**The data:**

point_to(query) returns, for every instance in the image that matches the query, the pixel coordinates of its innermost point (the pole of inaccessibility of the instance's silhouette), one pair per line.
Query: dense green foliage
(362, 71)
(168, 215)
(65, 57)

**Problem description:** Reproduce all of the material above word for word.

**Task output:**
point_to(query) returns, for every instance in the image that matches the query, the pixel coordinates of its innermost point (the pole of inaccessibility of the instance's silhouette), one pair per line.
Query: dense green foliage
(362, 71)
(168, 215)
(65, 57)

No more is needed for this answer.